╭─ 文档摘录

ReduceLROnPlateau：若验证损失不再改善，可以使用这个回调函数来降低学习率

In [24]:
callback_list = [
    keras.callbacks.ReduceLROnPlateau(
        monitor='val_loss',  # 监控模型的验证损失
        factor=0.1,  # 触发时，将学习率*0.1
        patience=10,  # 若验证损失在10轮内都没有改善，那么就触发这个回调函数
    )
]

In [None]:
model.fit(x, y, epochs=10, batch_size=32, callbacks=callbacks_list, validation_data=(x_val, y_val))

## 编写自己的回调函数

In [25]:
class ActivationLogger(keras.callbacks.Callback):
    def set_model(self, model):
        self.model = model  # 训练之前由父模型调用，告诉回调函数是哪个模型在调用它
        layer_outputs = [layer.output for layer in model.layers]
        self.activations_model = keras.models.Model(model.input, layer_outputs)  # 模型实例，返回每层的激活
    
    def on_epoch_end(self, epoch, logs=None):
        if self.validation_data is None:
            raise RuntimeError('Requires validation_data.')
        validation_sample = self.validation_data[0][0:1]  # 获取验证数据的第一个输入样本
        activations = self.activations_model.predict(validation_sample)
        f = open('activations_at_epoch_' + str(epoch) + '.npz', 'w')  # 将数据保存到硬盘
        np.savez(f, activations)
        f.close()

# TensorBoard介绍
Tensorflow的可视化框架

In [26]:
import keras
from keras import layers
from keras.datasets import imdb
from keras.preprocessing import sequence

In [27]:
max_features = 2000
max_len = 500

(train_x, train_y), (test_x, test_y) = imdb.load_data(num_words=max_features)
train_x = sequence.pad_sequences(train_x, maxlen=max_len)
test_x = sequence.pad_sequences(test_x, maxlen=max_len)

  x_train, y_train = np.array(xs[:idx]), np.array(labels[:idx])
  x_test, y_test = np.array(xs[idx:]), np.array(labels[idx:])


In [29]:
model = keras.models.Sequential()
model.add(layers.Embedding(max_features, 128,
                          input_length=max_len,
                          name='embed'))
model.add(layers.Conv1D(32, 7, activation='relu'))
model.add(layers.MaxPooling1D(5))

╰─
╭─ 所给信息

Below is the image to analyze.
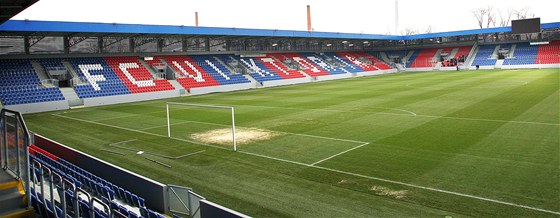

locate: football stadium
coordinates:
[0,0,560,218]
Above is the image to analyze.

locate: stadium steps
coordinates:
[243,74,263,88]
[167,80,188,96]
[212,56,234,72]
[379,52,391,63]
[62,60,78,78]
[31,60,49,81]
[60,88,84,107]
[490,45,501,58]
[446,48,459,58]
[403,50,414,63]
[0,170,35,218]
[155,58,177,79]
[506,44,517,58]
[465,45,480,66]
[494,59,505,69]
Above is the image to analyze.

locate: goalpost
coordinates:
[166,102,237,151]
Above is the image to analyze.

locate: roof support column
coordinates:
[62,36,70,54]
[157,39,164,53]
[128,37,136,53]
[181,38,189,52]
[23,36,31,54]
[97,37,105,53]
[204,38,210,51]
[226,39,231,51]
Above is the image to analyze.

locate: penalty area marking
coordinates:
[106,139,206,159]
[52,114,560,215]
[406,80,529,90]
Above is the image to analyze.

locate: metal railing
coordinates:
[0,109,31,209]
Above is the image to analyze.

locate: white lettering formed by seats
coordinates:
[119,62,156,87]
[334,56,356,69]
[292,57,321,73]
[172,61,206,82]
[345,55,369,68]
[78,64,107,91]
[261,58,290,75]
[307,56,335,71]
[204,60,229,80]
[240,58,274,77]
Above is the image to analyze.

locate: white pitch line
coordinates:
[138,121,194,131]
[52,114,560,215]
[311,142,369,166]
[230,105,560,126]
[309,166,560,215]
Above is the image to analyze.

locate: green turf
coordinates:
[25,69,560,217]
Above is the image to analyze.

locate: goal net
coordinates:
[166,102,237,151]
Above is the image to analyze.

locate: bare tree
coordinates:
[498,8,514,27]
[471,6,535,29]
[424,25,433,33]
[401,27,418,36]
[486,5,496,28]
[513,7,535,19]
[471,8,488,29]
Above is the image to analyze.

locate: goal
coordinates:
[166,102,237,151]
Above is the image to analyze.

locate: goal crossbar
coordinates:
[166,102,237,151]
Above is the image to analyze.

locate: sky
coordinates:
[12,0,560,34]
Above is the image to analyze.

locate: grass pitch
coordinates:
[25,69,560,217]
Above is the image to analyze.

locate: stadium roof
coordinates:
[0,20,560,40]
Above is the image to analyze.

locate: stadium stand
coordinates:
[336,52,379,71]
[351,52,392,70]
[0,60,64,105]
[320,52,364,73]
[220,55,283,83]
[472,45,496,66]
[407,48,439,68]
[190,55,250,85]
[39,58,66,72]
[382,50,409,63]
[69,58,131,98]
[274,53,329,77]
[257,54,305,79]
[105,57,174,93]
[29,145,165,218]
[451,46,472,58]
[535,40,560,64]
[301,53,346,75]
[158,55,220,90]
[504,43,539,65]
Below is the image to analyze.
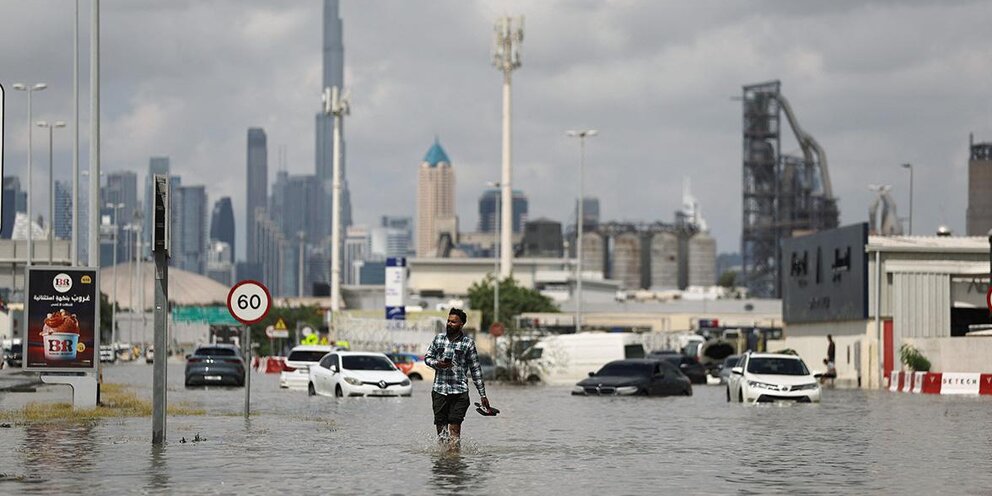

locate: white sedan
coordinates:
[307,351,413,398]
[279,344,337,390]
[727,353,820,403]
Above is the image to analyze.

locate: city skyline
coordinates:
[0,1,992,259]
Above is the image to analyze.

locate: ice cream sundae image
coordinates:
[40,309,79,360]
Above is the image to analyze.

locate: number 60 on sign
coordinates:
[227,280,272,325]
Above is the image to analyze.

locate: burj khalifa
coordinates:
[312,0,351,239]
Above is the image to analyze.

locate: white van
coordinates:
[521,332,644,384]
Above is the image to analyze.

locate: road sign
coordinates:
[227,280,272,325]
[489,322,506,338]
[152,174,170,256]
[265,326,289,339]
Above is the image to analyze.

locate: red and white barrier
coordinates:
[251,357,286,374]
[889,372,992,395]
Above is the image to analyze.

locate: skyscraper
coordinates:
[965,137,992,236]
[311,0,351,240]
[269,171,327,295]
[0,176,28,239]
[245,127,269,262]
[417,139,458,257]
[52,181,72,239]
[478,189,527,233]
[210,196,234,263]
[170,186,209,274]
[143,157,169,257]
[99,171,140,263]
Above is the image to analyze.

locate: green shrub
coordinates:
[899,344,930,372]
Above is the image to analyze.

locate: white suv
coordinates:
[727,353,820,403]
[279,344,338,391]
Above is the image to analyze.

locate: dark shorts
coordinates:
[431,391,468,425]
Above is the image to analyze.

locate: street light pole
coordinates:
[902,164,913,236]
[323,86,351,310]
[107,203,124,346]
[35,121,65,265]
[565,129,599,332]
[493,17,524,278]
[14,83,48,268]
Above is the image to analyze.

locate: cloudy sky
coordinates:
[0,0,992,256]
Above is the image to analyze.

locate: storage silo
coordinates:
[650,232,679,289]
[582,231,606,274]
[610,232,641,289]
[689,232,716,286]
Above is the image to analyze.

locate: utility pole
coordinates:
[565,129,599,332]
[493,16,524,279]
[323,86,351,317]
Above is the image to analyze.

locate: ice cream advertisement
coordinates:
[24,267,100,370]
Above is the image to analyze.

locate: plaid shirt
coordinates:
[424,332,486,398]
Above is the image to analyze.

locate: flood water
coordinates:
[0,363,992,495]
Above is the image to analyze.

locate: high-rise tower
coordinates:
[311,0,351,241]
[245,127,269,262]
[417,140,458,257]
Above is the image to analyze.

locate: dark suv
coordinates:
[648,351,706,384]
[186,344,245,387]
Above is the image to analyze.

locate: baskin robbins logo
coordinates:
[52,272,72,293]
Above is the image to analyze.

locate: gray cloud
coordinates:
[0,0,992,264]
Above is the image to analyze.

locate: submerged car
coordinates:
[717,355,741,384]
[186,344,245,387]
[648,351,706,384]
[572,358,692,396]
[279,344,337,390]
[727,353,820,403]
[307,351,413,398]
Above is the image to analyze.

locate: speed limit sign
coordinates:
[227,280,272,325]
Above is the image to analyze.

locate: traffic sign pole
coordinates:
[227,280,272,420]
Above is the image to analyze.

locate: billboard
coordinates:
[24,266,100,372]
[781,223,868,324]
[386,257,406,320]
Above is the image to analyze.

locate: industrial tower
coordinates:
[741,81,838,298]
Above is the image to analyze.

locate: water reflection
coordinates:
[146,445,171,491]
[21,422,98,479]
[431,448,472,494]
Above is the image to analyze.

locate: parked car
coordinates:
[279,344,337,391]
[386,353,434,381]
[521,332,644,383]
[717,355,741,384]
[186,344,245,387]
[727,353,820,403]
[572,358,692,396]
[648,351,706,384]
[307,351,413,398]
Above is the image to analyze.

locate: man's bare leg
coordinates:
[448,424,462,450]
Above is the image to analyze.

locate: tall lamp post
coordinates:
[902,164,913,236]
[323,86,351,317]
[107,203,124,348]
[565,129,599,332]
[493,17,524,278]
[14,83,48,268]
[35,121,65,265]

╰─

_任务目标_:
根据这段Keras代码摘录回答下列问题：
1. ReduceLROnPlateau 被触发时，学习率会乘以多少？
2. ActivationLogger 的 on_epoch_end 方法从验证数据中取出的是哪个样本？
3. 处理 IMDB 数据时，max_len 被设为多少？

_书面回答_:
1. 学习率会乘以0.1。
2. 取出的是验证数据的第一个输入样本。
3. max_len 被设为500。